■ **FRAGMENTO PROPORCIONADO**
++++++++++++++++++++

Recién llegado en bandeja, no pierdan pista al relato del periodista vizcaíno Benjamín Lana que hace los honores a la conocida como 'señora' de la cocina vasca. Dice así:

Cuando Charlton Heston estaba en plenitud atlética e interpretativa, mucho antes de convertirse en el icono patético que blandía un rifle por encima de su cabeza, la merluza era la reina absoluta de España, en la gastronomía y en lo demás, porque en El Pardo-Zarzuela no había ninguna otra fémina que llevara esa corona. El rey indiscutible era, con perdón de la familia que vivía en Estoril, el besugo. De los gustos gastronómicos de Doña Carmen Polo  no diré nada. Si Ángeles, la gran matriarca de la saga de Casa Gerardo, quiere abrir el cofre de sus secretos y hablar de las veces que dio de comer  en Prendes a la consorte asturiana y al resto de la familia Franco, cuando viajaban camino de Meirás, que lo haga. Yo me ocuparé sólo del ocaso de aquella que era la primera dama de  los fogones de carbón y de las cocinas económicas.

 

La infancia de Machado eran recuerdos de un patio de Sevilla donde maduraba el limonero. El mío,  el olor de la cocina donde oficiaba mi madre. Para lo bueno y para lo malo. Cuando llegaba la cosecha, a finales del verano,  y se escaldaba y embotaban los tomates  de la huerta para todo el año, llegaba el horror y casi la nausea. No he podido gozar del tomate sin prejuicios hasta muchos años después de empezar a afeitarme para arriba. Sin embargo, cuando se iniciaba el ceremonial de la disección semanal de la merluza empezaba la fiesta, y no sólo porque quería decir que se acercaba el fin de semana y el paraíso sin escuela.

++++++++++++++++++++

■ **DATOS RECOPILADOS**
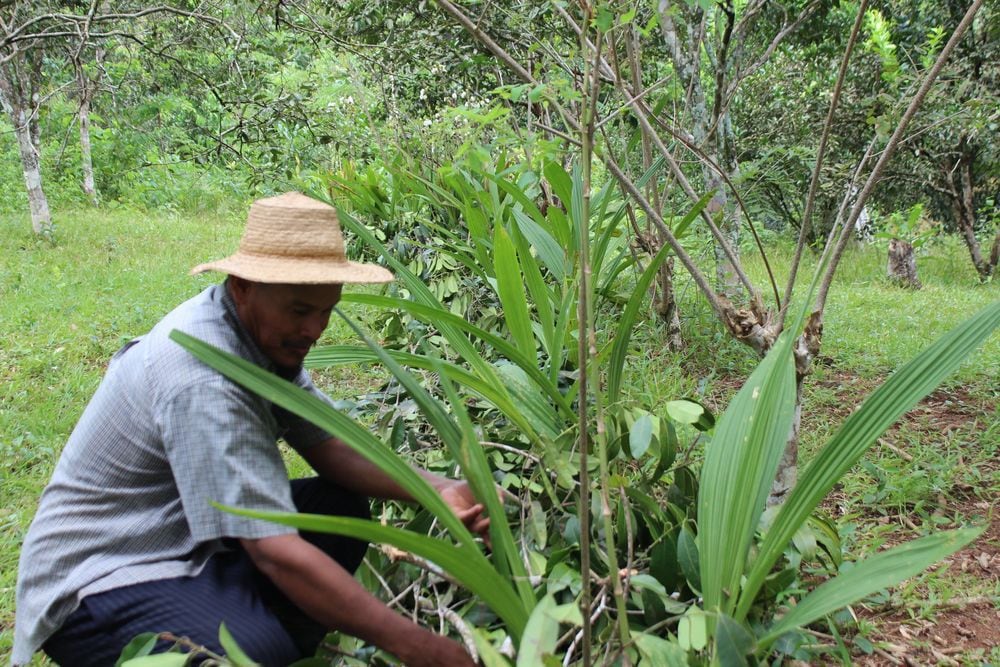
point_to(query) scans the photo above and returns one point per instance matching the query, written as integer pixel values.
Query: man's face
(284, 320)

++++++++++++++++++++

■ **INSTRUCCIÓN A**
Según el relato sobre la merluza, ¿quién era el rey indiscutible de la gastronomía española en aquella época?
■ **INSTRUCCIÓN B**
Prosiga el relato sobre la merluza a continuación de su última frase, con la misma voz en primera persona.

■ **RESPUESTA A**
El besugo.

■ **RESPUESTA B**
 

El mimo con el cuchillo, la extracción de la espina central con los dedos, el desollado... una operación tan meticulosa como las que entonces hacía el doctor Barraquer en los ojos, ceremonia que concluía perfumando la cena con  la cabeza y las orejas guisadas con patatas, guisantes y perejil, todos de la huerta de casa. Los lomos se oficiaban en salsa, con almejas, transformados en la comida noble del domingo.  Y la cola, perfectamente desespinada, sin piel y en trocitos,  a la romana, alimentaba a los niños de la casa y llenaba unos bocadillos delicados y jugosos. Entonces, la merluza era como el cerdo ibérico del mar. Todo se aprovechaba.  Y todo para nobles preparaciones. La primera vez que las vi en una pescadería de Madrid sin cabeza me sentí igualito que Robespierre después de subir al cadalso: profundamente violentado. ¡Cómo podían!

 

Mi padre, que  zampaba-zampa con igual diligencia y delectación cualquiera de las preparaciones merluceras de mi madre,  tenía otra máxima que entonces repetía incansablemente: "La merluza es como el pan, yo la comería todos los días del año sin cansarme". Y decía verdad. Su sabor neutro permite dos cosas: que uno no se harte aunque se  repita una misma preparación casi a diario, pero también, y por el mismo motivo, lo opuesto, ya que se acomoda a mil recetas y acompañamientos distintos.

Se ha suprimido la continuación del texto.